* YOUR INSTRUCTIONS *
Within the listing below, please copy exactly the lines between the line holding "column 521, row 463" and the line holding "column 79, row 371", inclusive.

* MATERIAL SUPPLIED *
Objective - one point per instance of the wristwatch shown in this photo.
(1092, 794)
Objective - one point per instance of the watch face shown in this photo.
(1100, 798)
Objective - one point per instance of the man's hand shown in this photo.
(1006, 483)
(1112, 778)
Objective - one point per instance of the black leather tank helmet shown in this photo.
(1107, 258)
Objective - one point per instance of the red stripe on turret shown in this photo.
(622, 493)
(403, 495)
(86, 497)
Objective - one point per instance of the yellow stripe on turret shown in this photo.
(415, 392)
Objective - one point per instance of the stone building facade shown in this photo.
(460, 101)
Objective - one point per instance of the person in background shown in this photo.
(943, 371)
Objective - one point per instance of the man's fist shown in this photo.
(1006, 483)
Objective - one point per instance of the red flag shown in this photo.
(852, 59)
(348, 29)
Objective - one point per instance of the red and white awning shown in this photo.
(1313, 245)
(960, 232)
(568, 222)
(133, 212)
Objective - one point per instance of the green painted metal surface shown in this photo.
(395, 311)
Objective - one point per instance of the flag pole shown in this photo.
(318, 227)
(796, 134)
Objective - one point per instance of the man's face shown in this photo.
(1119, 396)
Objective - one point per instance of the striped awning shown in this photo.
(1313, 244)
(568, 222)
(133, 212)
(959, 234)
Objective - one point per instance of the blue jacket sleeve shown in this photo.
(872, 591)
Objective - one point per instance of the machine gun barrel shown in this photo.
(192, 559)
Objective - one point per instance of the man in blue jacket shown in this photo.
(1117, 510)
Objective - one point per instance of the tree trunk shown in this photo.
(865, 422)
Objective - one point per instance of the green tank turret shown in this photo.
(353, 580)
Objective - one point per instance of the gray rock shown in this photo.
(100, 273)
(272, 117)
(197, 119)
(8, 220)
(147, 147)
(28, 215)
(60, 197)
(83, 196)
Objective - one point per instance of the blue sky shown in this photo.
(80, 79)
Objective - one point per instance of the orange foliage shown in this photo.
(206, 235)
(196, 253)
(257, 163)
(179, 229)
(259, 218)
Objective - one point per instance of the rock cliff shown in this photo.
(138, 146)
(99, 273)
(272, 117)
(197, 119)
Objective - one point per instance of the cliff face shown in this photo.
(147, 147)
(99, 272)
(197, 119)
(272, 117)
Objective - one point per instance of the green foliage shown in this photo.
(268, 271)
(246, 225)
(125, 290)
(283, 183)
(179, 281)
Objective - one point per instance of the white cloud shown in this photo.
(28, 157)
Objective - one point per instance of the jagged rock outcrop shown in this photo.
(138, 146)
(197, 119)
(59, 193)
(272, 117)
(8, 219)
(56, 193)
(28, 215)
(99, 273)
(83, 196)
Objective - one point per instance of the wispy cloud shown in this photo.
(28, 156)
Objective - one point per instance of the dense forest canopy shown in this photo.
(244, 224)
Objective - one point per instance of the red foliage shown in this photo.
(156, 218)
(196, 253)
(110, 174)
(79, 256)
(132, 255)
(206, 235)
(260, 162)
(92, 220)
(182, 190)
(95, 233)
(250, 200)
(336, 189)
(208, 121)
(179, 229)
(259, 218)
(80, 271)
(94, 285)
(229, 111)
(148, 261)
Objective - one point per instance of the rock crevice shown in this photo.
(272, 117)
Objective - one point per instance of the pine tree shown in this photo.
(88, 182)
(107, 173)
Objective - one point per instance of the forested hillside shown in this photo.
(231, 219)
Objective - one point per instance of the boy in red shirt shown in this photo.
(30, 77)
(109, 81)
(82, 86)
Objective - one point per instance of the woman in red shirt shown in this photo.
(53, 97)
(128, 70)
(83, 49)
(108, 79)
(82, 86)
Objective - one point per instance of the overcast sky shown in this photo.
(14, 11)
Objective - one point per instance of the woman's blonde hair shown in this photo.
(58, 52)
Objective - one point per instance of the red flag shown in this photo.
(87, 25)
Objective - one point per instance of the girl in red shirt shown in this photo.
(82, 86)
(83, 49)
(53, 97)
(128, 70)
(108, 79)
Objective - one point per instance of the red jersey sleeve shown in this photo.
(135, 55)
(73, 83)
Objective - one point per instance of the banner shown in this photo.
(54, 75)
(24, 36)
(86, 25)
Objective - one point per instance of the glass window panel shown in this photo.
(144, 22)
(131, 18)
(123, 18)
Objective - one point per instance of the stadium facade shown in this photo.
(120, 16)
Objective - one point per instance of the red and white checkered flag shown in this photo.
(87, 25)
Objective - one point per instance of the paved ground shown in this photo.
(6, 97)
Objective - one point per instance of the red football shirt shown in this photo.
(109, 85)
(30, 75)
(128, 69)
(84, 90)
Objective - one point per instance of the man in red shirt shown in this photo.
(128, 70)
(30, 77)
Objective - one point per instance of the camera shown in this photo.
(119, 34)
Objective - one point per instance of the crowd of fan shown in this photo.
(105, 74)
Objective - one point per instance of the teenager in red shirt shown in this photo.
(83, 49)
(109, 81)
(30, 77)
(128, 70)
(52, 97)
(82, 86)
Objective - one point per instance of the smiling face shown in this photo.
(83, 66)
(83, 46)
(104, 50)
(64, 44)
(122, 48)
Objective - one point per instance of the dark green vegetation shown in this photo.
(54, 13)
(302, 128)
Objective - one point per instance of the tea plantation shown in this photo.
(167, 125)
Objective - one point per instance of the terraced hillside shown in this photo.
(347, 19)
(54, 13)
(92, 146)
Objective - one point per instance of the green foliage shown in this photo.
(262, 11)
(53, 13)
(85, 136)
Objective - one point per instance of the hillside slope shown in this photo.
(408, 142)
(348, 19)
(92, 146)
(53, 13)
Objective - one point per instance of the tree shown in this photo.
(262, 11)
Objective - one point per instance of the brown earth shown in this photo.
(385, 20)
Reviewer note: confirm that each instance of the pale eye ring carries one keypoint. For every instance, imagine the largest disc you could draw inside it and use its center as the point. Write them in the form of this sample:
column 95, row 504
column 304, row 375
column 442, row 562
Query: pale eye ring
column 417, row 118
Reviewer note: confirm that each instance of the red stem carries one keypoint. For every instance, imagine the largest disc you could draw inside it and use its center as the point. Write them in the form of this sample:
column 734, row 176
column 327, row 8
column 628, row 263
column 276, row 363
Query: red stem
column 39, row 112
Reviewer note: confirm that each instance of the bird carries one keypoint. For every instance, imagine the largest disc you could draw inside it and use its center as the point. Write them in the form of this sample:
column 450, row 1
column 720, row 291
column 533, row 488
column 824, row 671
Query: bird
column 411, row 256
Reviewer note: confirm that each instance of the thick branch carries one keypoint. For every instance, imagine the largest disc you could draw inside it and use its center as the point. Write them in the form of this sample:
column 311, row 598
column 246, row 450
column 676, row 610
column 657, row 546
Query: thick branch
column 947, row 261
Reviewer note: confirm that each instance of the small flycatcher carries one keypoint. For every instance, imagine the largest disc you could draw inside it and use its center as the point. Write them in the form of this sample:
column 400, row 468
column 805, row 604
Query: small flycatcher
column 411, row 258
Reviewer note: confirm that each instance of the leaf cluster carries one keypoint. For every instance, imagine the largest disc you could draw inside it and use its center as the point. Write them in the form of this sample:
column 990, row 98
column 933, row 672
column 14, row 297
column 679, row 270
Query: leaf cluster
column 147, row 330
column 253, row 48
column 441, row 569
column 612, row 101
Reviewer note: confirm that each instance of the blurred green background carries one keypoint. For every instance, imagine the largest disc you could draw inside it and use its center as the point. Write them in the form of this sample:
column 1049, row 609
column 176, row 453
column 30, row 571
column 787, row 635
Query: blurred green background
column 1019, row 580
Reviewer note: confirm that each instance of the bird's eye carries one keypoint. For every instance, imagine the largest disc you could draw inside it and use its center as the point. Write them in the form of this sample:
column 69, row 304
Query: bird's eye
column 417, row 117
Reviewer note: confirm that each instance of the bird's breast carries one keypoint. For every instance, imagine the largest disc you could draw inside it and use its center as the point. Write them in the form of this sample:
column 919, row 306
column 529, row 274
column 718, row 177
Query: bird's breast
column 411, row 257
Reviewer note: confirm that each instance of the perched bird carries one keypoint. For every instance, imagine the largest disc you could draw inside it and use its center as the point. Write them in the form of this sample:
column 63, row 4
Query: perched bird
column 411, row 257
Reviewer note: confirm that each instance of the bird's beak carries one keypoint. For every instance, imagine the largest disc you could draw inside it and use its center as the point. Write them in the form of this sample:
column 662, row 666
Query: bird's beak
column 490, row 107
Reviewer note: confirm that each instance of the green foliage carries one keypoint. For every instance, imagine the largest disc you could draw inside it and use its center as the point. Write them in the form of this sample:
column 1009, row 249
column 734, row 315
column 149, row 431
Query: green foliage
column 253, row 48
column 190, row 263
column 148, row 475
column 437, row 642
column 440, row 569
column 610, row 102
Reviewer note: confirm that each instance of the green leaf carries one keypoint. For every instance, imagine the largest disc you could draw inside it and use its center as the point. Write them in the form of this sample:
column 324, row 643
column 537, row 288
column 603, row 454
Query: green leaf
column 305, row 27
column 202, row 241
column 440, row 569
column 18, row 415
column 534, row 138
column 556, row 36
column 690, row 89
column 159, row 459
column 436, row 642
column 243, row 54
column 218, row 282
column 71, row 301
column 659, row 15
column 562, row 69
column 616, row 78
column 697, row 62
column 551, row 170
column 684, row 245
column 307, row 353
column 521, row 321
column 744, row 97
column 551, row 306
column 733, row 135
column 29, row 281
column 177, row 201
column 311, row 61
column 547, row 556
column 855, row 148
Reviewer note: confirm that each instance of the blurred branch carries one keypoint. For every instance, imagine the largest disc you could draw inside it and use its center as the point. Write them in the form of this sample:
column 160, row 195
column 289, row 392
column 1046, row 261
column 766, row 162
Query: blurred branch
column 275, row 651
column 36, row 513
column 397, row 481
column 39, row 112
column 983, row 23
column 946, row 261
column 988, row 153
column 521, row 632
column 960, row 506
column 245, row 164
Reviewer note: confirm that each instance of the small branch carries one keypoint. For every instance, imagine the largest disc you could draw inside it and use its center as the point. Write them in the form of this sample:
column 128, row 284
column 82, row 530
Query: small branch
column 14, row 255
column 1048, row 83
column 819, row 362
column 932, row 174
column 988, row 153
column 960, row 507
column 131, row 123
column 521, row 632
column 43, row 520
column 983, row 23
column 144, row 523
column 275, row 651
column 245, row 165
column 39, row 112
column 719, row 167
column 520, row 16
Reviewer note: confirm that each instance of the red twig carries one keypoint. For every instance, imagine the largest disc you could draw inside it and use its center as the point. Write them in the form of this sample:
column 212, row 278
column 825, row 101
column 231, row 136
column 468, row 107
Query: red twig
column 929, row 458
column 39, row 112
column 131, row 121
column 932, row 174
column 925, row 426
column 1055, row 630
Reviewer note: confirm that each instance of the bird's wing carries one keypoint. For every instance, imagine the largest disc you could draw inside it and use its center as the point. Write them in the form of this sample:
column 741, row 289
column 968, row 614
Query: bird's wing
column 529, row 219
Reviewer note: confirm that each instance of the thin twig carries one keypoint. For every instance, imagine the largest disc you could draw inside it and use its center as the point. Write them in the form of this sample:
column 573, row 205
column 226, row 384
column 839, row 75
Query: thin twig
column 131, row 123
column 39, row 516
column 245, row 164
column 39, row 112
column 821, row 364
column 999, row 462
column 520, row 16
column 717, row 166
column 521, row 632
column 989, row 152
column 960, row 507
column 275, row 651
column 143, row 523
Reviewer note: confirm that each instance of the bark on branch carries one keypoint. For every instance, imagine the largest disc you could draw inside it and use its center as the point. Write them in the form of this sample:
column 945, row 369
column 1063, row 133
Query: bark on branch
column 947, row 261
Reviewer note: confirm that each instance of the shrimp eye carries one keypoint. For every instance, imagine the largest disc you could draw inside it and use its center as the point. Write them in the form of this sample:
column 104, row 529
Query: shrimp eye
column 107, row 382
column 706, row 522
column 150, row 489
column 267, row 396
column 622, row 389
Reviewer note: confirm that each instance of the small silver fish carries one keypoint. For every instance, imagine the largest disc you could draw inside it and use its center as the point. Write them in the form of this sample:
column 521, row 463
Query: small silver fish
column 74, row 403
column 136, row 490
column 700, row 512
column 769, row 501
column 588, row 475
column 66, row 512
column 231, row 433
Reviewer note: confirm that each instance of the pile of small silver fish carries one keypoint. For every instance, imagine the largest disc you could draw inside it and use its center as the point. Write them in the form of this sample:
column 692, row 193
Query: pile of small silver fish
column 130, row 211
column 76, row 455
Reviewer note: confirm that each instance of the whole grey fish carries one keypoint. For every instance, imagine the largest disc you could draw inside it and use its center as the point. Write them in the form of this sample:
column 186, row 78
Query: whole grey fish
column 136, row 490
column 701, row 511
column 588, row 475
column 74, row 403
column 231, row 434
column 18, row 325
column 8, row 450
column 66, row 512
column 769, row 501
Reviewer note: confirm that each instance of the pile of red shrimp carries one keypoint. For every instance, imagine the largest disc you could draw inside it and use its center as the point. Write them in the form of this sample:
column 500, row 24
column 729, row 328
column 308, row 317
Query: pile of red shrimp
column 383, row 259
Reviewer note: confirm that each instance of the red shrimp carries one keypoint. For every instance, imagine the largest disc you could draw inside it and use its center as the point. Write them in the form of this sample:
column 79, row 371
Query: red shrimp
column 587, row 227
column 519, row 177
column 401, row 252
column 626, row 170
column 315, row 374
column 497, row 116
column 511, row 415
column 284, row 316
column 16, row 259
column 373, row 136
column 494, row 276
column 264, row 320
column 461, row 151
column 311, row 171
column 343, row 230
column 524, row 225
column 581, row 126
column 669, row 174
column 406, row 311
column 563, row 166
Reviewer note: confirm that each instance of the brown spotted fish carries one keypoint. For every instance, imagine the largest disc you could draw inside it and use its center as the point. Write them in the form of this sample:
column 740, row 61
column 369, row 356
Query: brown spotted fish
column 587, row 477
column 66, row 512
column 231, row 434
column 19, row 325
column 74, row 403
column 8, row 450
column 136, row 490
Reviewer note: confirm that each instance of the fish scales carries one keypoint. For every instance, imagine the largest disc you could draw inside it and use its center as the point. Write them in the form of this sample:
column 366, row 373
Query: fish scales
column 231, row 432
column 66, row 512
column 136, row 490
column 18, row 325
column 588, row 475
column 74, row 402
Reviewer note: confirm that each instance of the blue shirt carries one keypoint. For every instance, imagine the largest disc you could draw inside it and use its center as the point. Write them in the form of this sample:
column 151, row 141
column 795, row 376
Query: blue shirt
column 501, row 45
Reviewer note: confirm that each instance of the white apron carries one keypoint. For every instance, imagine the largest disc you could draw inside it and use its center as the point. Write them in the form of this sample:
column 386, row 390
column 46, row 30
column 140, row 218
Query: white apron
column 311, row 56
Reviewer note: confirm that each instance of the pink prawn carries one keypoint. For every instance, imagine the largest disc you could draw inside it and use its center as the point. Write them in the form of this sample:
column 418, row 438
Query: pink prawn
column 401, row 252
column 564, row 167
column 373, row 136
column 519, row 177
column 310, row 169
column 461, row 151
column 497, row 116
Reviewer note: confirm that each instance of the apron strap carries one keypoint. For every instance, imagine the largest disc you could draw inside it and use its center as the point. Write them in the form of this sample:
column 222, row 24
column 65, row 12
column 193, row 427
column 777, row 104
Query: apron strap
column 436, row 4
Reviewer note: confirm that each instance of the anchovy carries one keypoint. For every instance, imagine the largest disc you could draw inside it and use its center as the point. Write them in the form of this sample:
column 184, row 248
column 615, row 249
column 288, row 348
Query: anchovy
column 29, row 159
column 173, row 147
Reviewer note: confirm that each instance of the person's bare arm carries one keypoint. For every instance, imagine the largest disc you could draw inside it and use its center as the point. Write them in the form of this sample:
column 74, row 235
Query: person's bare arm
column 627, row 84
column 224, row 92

* TASK OUTPUT *
column 521, row 463
Query: small silver fish
column 74, row 403
column 136, row 490
column 700, row 512
column 769, row 501
column 588, row 475
column 66, row 512
column 231, row 433
Reviewer note: confirm that each instance of the pile of small silver fish carries one keypoint. For every instance, imagine the largest disc you could draw inside it and use its center as the point. Write them in the form of this sample:
column 692, row 193
Query: pile of small silver fish
column 130, row 211
column 76, row 455
Reviewer note: confirm that each instance of the whole grey fish carries one keypoint. For every instance, imagine the largest disc you could draw inside it and use its center as the point. Write them in the form of this sample:
column 186, row 78
Query: whole grey fish
column 136, row 490
column 701, row 511
column 588, row 475
column 74, row 403
column 231, row 434
column 18, row 325
column 8, row 450
column 66, row 512
column 769, row 501
Reviewer note: confirm that each instance of the pile of red shrimp carries one keypoint. For every instance, imagine the largest disc you could draw inside it and use its center as the point. Write them in the form of this sample:
column 500, row 24
column 729, row 328
column 308, row 317
Query: pile of red shrimp
column 383, row 259
Reviewer note: confirm that each instance of the red shrimp carries one keypoint. For every instance, imagine the largest disc you could draw inside it and use its center as the point. Write them in the form of this sample:
column 79, row 371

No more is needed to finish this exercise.